* [The exercise]: Copy out all of the records below, substituting "find" for "locate" wherever it occurs and changing nothing else.

* [Items]:

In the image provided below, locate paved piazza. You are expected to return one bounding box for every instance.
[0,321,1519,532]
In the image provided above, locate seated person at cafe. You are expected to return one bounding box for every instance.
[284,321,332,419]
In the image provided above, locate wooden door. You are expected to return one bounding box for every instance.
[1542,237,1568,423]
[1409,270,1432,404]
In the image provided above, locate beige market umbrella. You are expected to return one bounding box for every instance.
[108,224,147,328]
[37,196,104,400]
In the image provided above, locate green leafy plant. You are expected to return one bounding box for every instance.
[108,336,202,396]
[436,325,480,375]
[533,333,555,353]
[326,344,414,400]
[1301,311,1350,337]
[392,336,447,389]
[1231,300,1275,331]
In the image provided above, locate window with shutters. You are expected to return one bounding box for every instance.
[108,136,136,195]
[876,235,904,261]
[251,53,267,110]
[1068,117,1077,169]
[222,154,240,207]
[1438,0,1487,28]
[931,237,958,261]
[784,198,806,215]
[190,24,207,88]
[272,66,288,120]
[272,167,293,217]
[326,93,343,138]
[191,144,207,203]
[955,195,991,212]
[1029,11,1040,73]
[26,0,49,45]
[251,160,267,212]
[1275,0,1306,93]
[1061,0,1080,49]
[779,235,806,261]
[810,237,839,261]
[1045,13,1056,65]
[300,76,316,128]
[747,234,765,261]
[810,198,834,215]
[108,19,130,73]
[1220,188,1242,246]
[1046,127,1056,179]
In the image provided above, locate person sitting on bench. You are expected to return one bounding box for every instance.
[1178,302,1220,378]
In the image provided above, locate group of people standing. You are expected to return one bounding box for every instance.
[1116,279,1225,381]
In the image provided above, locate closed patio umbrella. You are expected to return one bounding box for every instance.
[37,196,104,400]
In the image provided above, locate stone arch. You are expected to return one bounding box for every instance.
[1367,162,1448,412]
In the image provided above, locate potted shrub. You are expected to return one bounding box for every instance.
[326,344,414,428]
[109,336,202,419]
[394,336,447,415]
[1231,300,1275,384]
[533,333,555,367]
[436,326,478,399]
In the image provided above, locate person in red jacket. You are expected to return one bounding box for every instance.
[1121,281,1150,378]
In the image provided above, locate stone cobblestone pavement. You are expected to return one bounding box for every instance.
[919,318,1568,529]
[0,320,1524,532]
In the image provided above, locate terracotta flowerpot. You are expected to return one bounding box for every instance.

* [Answer below]:
In the image provided below, find paved piazza. You are expected to return one bounding box for every instance.
[0,321,1519,532]
In the image provided above, find seated person at cafe. You are expected to return one bounding box for every instance.
[284,321,332,419]
In the image provided above, find wooden door. You are expected to return one bounding box for every instance.
[1542,237,1568,423]
[1409,270,1432,404]
In the image provided above, find beige market umbrella. You are expected to return one bounding box for every instance.
[108,224,147,328]
[37,196,104,400]
In the image provided above, find green leafy plant. You are expected to return one bounding box for every instance.
[108,336,202,396]
[436,325,480,375]
[533,333,555,353]
[326,344,414,400]
[1301,311,1350,337]
[392,336,447,389]
[1231,300,1275,331]
In the image provided above, find window with shutters. You are expected to return one bounding box for every instance.
[108,136,136,195]
[876,235,904,261]
[251,53,267,110]
[1068,117,1077,169]
[222,154,240,207]
[1438,0,1487,28]
[931,237,958,261]
[784,198,806,215]
[190,24,207,88]
[272,66,288,120]
[272,167,293,217]
[326,93,343,138]
[191,144,207,203]
[955,195,991,212]
[1029,11,1040,73]
[26,0,49,45]
[251,160,267,212]
[1275,0,1306,93]
[1061,0,1080,49]
[779,235,806,261]
[810,237,839,261]
[1045,13,1056,65]
[300,76,316,128]
[747,234,765,261]
[810,198,834,215]
[108,19,130,73]
[1220,188,1242,246]
[1046,127,1056,179]
In the image provided above, find person sitting on bench. You are expected to return one bounding box for every instance.
[1178,302,1220,378]
In the image provided above, find group of people standing. You are expected to return one bounding box for every instance.
[1116,279,1225,381]
In the image provided above, find closed patio umbrella. You are expected to return one bounding box for every instance.
[37,196,104,400]
In the image provided above, find stone arch. You are expected to return one bounding box for every instance.
[1367,162,1448,412]
In the image provided above, find potted shrub. You are expected to return one bounding box for every instance.
[326,344,414,428]
[109,336,202,419]
[394,336,447,415]
[1231,300,1275,384]
[533,333,555,367]
[436,326,478,399]
In the image provided above, find person in red jacket. You are expected to return one bounding box for every instance.
[1121,281,1150,378]
In the image provided above, find stone cobblestone pavement. You are expected to return one bounding box for every instance.
[919,318,1568,529]
[0,320,1524,532]
In the image provided above, find terracotta flowerpot. You are expected to return one bounding box for every instance.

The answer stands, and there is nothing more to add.